Treatments and investigations

Inuterine insemination


When sperm are deposited in the vagina at intercourse, the majority are normally lost because the sperm either trickle out or are destroyed by vaginal acidity. Sperm loss may be a factor when infertility is otherwise truly "unexplained". Sometimes the mucus of the cervix (neck of the womb) can be hostile or very thick and unfavourable. Some men will have problems such as impotence, premature ejaculation or an anatomical abnormality which may make it difficult or even impossible for sperm to be deposited in the vagina. It is quite common to find that the seminal fluid containing the sperm does not liquefy and remains very glue-like. This is likely to be a significant cause of infertility.

In these situations, a successful pregnancy can sometimes result if specially treated sperm are placed into the uterus above the level of the cervix at the time of ovulation. This treatment is called intrauterine insemination or IUI and is a refined form of AIH (Artificial Insemination by "Husband").

What to do:
(a) According to the passage on intrauterine insemination, where are the specially treated sperm placed, and when?
(b) Name every problem that the passage on intrauterine insemination says some men have that may make it difficult or impossible for sperm to be deposited in the vagina.

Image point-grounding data
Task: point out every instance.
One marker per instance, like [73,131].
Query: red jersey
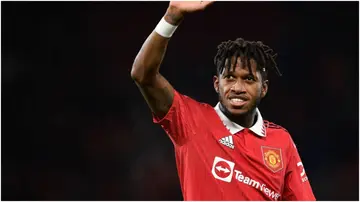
[219,160]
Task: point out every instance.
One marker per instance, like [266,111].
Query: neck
[245,120]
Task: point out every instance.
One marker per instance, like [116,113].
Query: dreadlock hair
[261,53]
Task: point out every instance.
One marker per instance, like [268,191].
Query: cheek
[254,90]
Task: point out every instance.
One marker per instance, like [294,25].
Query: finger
[207,3]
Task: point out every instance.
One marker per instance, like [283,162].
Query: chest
[243,160]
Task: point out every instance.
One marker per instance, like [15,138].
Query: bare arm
[157,91]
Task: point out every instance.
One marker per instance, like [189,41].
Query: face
[239,91]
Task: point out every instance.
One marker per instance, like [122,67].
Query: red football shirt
[220,160]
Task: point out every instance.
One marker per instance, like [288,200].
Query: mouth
[237,102]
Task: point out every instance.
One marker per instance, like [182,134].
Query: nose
[238,87]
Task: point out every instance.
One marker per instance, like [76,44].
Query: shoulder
[276,131]
[191,102]
[279,133]
[272,126]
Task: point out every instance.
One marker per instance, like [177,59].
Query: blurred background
[75,126]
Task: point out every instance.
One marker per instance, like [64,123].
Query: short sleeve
[180,121]
[297,186]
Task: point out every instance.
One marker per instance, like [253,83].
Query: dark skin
[240,92]
[159,93]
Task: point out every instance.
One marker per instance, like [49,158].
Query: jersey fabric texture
[220,160]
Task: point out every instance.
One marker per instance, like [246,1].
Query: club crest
[272,158]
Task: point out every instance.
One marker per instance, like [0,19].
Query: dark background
[75,126]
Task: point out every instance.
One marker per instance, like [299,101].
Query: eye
[229,76]
[249,78]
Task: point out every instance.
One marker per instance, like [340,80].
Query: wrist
[174,16]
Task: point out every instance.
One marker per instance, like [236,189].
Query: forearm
[151,54]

Results:
(a) Into the uterus above the level of the cervix at the time of ovulation.

(b) Impotence, premature ejaculation, and an anatomical abnormality.